REQUIRED ACTION: When the line with "Target: seated official" is reached, include it and stop; before that, copy each line of the listing exactly from the first.
PROVIDED ENTRIES section start
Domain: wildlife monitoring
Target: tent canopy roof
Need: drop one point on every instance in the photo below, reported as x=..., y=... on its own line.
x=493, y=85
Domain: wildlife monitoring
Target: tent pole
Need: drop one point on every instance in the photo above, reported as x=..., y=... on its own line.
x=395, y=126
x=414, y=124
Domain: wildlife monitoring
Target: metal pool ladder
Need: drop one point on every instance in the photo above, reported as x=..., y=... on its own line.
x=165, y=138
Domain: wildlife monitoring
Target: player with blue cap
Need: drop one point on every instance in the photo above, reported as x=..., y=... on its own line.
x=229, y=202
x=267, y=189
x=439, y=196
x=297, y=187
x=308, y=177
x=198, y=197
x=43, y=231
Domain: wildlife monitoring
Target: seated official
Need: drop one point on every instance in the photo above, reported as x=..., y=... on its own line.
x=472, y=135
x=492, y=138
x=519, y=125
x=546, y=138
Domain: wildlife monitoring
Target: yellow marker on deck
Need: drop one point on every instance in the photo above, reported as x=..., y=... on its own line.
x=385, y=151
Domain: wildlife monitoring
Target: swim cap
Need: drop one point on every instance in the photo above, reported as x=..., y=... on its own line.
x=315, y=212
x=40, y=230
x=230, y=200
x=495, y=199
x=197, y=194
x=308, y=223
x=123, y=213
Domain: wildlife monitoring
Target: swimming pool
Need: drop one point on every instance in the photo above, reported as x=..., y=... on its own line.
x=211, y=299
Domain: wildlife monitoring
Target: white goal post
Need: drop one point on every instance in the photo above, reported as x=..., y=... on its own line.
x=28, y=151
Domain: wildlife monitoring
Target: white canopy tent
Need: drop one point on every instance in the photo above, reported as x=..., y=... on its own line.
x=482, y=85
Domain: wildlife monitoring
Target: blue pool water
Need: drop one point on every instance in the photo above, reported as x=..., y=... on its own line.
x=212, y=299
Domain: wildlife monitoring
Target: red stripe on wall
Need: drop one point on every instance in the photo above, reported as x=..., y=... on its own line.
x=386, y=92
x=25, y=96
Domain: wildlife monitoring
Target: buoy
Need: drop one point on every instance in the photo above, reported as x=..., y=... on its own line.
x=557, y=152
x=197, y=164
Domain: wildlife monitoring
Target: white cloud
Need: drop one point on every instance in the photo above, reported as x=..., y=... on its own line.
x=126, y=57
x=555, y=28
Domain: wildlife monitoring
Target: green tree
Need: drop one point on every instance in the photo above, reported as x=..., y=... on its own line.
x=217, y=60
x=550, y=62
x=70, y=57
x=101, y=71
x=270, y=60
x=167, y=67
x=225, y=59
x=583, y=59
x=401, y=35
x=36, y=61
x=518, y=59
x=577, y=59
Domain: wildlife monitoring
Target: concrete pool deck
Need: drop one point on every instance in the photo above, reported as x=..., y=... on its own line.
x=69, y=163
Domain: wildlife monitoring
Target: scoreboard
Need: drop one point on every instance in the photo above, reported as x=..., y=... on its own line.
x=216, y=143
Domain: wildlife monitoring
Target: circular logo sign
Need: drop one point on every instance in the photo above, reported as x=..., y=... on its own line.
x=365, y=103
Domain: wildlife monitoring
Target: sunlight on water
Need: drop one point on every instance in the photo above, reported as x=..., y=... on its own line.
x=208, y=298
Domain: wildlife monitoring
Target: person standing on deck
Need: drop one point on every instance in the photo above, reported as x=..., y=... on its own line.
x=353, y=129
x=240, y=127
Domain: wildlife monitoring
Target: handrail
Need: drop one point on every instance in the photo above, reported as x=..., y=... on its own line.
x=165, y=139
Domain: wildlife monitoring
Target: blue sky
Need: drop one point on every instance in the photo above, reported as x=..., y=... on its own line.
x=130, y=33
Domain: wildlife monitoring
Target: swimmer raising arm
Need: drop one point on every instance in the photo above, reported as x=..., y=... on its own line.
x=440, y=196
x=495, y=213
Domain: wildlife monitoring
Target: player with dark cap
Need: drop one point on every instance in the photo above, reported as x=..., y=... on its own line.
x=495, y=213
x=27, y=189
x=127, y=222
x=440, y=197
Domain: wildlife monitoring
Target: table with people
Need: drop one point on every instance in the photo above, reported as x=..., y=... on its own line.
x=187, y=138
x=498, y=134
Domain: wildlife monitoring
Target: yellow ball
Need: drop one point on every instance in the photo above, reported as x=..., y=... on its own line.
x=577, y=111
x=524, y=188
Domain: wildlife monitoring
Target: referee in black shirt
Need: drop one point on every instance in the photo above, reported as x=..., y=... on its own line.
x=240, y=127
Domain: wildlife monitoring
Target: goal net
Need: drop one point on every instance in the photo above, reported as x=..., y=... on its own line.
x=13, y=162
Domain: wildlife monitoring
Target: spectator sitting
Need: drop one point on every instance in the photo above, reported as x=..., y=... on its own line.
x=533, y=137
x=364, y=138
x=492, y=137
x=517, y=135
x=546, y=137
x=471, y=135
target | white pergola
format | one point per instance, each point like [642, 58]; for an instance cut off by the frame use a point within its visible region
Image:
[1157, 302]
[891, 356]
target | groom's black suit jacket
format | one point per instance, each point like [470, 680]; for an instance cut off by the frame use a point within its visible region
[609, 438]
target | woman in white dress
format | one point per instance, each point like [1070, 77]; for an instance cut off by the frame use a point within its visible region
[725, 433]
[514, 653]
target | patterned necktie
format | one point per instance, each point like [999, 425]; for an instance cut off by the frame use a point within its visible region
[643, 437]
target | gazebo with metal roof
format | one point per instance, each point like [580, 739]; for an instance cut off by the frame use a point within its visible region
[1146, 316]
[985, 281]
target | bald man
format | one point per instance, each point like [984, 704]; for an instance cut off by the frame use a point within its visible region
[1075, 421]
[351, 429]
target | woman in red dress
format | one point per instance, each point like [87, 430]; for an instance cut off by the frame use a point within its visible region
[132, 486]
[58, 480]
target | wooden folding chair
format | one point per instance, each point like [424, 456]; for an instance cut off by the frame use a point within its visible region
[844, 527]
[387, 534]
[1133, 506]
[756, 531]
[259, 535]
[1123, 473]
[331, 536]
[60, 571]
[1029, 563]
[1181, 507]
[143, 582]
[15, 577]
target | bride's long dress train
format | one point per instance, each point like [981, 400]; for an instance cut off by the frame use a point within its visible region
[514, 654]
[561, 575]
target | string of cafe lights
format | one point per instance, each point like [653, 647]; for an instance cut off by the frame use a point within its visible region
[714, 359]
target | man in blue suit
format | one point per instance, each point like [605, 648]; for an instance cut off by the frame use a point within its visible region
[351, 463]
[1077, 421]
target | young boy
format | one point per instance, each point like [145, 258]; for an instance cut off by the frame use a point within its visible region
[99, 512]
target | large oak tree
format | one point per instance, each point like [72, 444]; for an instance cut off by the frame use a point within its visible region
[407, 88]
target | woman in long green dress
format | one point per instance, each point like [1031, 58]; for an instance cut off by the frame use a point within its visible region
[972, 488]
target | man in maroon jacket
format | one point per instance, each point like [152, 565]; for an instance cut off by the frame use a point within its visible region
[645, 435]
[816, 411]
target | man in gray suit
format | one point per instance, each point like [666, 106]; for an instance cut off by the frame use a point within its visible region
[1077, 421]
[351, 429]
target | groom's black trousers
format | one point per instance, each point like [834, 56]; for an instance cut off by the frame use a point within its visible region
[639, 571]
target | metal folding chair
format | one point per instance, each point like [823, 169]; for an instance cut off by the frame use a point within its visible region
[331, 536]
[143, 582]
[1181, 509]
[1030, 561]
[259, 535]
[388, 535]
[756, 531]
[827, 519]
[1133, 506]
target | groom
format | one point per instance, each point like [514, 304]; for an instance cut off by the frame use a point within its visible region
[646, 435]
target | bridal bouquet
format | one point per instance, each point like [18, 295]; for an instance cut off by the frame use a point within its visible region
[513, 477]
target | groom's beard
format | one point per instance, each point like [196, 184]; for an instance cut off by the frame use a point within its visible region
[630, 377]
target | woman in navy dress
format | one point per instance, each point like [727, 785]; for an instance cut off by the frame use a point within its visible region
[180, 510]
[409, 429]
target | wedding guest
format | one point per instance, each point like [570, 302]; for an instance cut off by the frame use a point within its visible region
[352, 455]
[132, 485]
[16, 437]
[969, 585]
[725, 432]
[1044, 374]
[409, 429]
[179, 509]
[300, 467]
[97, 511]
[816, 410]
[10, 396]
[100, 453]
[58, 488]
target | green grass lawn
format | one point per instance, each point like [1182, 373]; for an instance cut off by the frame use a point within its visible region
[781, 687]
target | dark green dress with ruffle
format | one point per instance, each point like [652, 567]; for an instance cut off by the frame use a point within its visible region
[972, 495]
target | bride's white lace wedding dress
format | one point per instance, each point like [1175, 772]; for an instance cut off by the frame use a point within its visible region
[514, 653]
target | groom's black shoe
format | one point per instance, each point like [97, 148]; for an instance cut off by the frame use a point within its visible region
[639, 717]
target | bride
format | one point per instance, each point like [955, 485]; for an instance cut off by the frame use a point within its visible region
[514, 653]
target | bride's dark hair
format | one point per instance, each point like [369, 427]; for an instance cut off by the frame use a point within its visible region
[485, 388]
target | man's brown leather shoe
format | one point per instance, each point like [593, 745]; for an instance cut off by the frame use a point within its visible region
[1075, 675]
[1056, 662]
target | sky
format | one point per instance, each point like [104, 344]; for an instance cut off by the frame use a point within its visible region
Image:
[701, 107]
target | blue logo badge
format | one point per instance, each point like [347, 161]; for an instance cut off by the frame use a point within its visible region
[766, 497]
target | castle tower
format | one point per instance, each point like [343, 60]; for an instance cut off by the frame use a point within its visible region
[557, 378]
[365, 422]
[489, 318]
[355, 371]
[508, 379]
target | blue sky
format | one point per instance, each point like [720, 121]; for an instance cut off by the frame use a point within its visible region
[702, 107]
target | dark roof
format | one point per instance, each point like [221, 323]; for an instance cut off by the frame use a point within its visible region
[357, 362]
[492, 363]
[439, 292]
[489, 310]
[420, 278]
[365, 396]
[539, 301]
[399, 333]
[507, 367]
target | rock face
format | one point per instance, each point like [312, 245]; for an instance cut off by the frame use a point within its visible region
PROVIDED ENTRIES section end
RESPONSE FOR THIS EXERCISE:
Domain: wildlife monitoring
Target: tent canopy roof
Need: drop one point on every instance in the photo below, reported as x=..., y=... on its own line.
x=493, y=85
Domain: wildlife monitoring
Target: tent pole
Need: drop one point on every instance in the photo above, reported as x=..., y=... on its own line.
x=395, y=126
x=414, y=124
Domain: wildlife monitoring
Target: metal pool ladder
Need: drop one point on every instance in the photo above, reported as x=..., y=... on its own line.
x=165, y=138
Domain: wildlife monitoring
Target: player with blue cap
Need: drop one point on every instance in the photo above, reported as x=..., y=... on its own line.
x=229, y=202
x=267, y=189
x=439, y=196
x=297, y=187
x=308, y=177
x=198, y=197
x=43, y=231
Domain: wildlife monitoring
Target: seated official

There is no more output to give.